• What to produce
Pull out every line of the records that contains the string "fence" and copy each one. Match case exactly.

• Available records
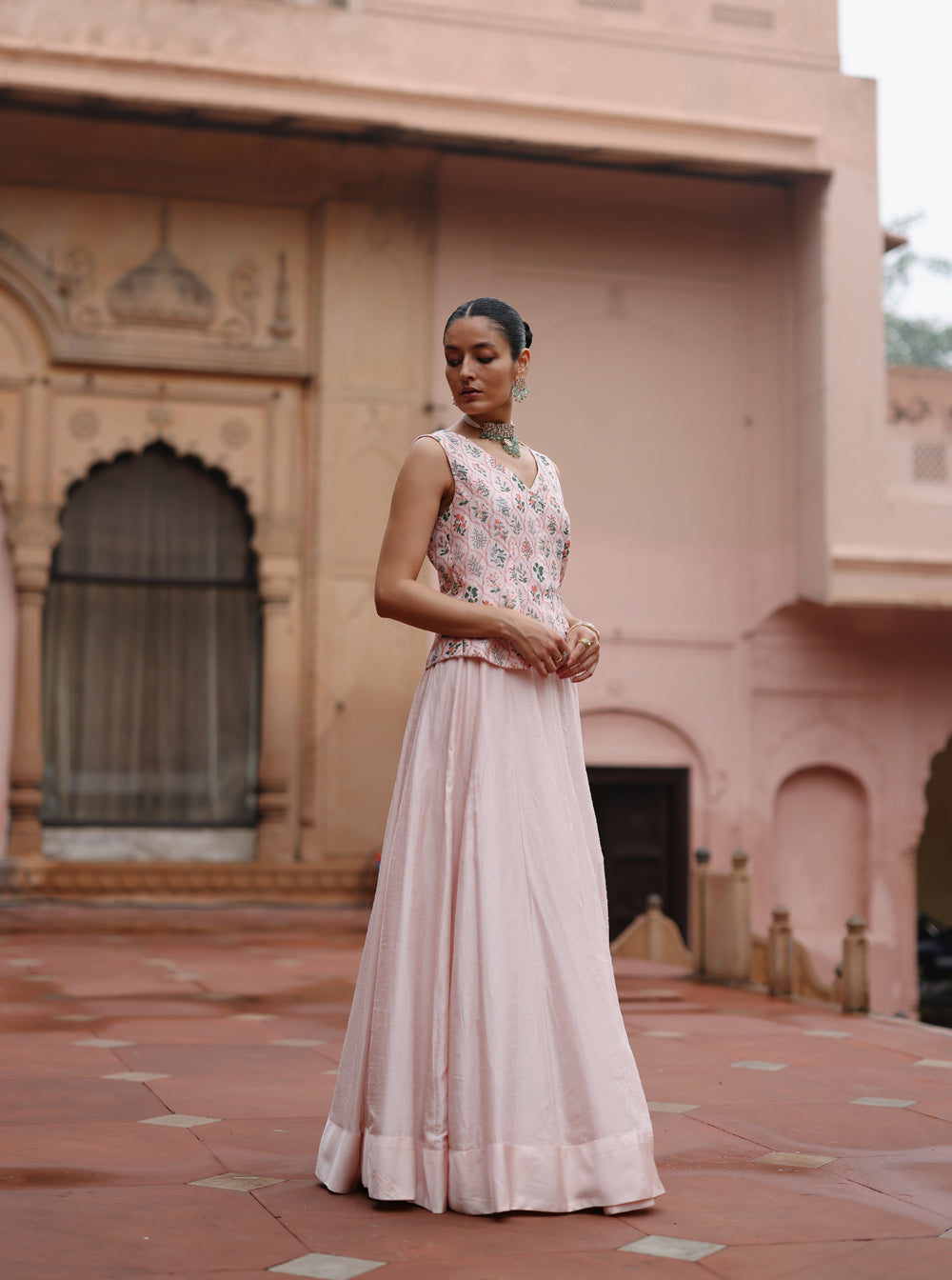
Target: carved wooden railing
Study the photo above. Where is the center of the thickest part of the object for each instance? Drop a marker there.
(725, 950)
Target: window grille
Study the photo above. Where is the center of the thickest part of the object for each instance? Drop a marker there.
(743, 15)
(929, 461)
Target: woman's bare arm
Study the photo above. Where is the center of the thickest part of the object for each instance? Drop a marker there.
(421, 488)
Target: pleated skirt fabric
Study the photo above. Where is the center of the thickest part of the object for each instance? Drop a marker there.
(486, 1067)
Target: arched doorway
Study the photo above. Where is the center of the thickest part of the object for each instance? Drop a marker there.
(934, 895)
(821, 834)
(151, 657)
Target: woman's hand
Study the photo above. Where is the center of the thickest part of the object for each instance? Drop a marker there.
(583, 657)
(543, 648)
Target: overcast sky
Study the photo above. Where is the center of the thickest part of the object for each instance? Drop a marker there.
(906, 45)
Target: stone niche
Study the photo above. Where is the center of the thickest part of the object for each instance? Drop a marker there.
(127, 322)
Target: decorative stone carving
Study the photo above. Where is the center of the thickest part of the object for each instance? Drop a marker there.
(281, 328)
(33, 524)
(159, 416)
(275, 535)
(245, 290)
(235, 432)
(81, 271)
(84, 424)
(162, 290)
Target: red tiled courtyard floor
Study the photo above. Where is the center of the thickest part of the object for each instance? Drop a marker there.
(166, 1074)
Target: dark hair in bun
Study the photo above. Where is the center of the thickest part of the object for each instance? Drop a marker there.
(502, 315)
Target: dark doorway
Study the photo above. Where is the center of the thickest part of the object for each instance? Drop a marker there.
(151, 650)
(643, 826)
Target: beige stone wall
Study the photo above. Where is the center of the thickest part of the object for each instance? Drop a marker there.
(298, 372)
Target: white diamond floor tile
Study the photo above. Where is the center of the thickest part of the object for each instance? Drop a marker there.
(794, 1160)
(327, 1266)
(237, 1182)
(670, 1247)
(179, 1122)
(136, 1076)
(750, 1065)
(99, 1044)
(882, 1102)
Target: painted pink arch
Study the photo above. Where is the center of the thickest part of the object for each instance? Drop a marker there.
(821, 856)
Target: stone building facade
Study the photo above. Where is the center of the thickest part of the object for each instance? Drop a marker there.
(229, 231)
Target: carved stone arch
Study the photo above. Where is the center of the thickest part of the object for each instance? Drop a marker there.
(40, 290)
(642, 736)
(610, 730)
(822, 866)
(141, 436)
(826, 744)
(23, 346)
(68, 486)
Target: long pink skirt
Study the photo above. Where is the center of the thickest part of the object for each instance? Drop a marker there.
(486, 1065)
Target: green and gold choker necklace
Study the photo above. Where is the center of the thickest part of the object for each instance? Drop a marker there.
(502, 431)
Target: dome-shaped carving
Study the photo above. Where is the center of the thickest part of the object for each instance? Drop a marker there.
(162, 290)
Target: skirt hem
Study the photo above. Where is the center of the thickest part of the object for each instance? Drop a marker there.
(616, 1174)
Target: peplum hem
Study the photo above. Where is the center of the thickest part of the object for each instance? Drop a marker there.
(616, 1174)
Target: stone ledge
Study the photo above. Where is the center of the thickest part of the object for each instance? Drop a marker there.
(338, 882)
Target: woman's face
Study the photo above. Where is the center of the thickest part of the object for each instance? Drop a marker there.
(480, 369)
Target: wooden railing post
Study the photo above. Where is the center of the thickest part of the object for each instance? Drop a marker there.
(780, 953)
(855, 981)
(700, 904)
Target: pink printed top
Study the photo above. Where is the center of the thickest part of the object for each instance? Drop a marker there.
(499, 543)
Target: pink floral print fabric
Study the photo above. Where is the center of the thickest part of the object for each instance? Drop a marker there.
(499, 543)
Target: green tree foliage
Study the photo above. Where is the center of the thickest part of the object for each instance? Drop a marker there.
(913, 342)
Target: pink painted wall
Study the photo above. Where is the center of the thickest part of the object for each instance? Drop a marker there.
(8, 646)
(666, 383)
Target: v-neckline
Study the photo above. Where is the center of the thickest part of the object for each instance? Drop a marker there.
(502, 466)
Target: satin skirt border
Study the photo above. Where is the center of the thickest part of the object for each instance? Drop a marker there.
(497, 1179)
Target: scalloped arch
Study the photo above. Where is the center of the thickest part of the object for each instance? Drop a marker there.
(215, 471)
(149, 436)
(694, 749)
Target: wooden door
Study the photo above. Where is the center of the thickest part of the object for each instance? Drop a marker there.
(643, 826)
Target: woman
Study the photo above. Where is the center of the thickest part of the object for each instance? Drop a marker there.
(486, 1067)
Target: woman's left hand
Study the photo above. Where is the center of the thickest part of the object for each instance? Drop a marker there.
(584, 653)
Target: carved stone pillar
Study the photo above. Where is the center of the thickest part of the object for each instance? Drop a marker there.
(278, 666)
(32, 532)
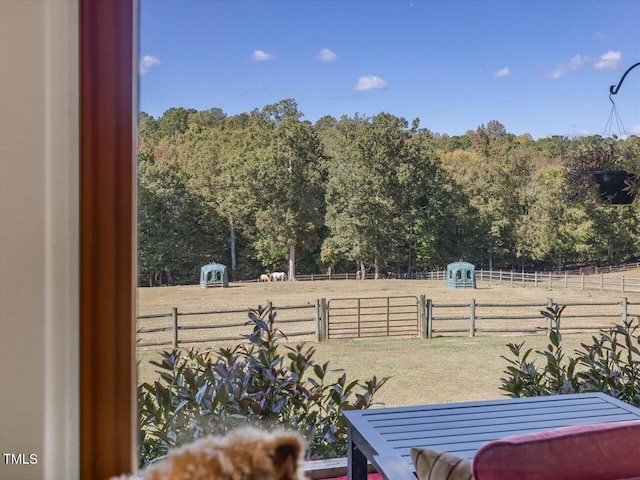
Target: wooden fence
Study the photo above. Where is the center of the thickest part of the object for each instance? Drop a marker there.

...

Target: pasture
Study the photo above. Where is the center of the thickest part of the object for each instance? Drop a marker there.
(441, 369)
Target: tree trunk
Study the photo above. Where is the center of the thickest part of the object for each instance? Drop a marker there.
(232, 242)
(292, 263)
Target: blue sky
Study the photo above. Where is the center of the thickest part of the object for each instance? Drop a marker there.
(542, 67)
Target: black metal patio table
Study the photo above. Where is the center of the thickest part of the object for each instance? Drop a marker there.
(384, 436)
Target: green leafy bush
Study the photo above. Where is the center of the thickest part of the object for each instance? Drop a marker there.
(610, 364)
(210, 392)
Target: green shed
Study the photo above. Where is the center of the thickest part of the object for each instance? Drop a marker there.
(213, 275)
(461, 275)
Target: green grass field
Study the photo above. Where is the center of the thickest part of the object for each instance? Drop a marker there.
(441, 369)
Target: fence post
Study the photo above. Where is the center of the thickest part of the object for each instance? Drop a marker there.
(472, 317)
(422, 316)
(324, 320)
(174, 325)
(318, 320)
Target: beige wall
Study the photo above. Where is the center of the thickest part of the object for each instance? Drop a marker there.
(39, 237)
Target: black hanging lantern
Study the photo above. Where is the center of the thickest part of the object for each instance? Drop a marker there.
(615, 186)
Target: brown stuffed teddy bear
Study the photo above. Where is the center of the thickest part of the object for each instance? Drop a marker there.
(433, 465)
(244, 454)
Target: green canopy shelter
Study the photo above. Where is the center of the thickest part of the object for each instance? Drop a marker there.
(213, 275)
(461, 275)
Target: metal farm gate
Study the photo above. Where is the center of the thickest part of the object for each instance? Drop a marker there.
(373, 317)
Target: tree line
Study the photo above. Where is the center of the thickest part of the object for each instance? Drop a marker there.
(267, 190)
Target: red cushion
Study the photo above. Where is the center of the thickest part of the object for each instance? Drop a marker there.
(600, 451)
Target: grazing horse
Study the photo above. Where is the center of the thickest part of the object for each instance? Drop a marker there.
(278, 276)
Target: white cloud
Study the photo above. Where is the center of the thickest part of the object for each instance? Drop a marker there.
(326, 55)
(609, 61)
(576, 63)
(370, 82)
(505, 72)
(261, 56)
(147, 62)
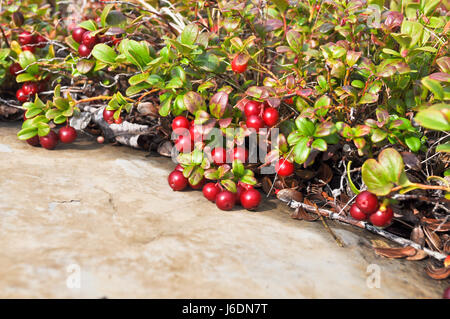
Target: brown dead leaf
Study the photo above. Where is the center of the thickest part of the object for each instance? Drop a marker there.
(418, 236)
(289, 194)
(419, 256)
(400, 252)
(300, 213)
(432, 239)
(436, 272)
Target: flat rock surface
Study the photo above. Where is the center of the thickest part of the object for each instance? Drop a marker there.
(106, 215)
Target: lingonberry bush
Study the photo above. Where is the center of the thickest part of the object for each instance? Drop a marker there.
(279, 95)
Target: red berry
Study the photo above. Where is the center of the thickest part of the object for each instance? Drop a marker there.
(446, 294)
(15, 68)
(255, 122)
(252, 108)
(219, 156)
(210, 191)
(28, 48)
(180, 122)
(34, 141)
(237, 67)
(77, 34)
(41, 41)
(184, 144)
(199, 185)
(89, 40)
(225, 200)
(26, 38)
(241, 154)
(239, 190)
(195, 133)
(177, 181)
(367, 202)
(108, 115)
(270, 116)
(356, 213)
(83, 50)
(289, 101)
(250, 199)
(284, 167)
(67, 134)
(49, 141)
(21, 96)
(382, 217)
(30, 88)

• Complete answer
Target: wooden fence
Target: fence post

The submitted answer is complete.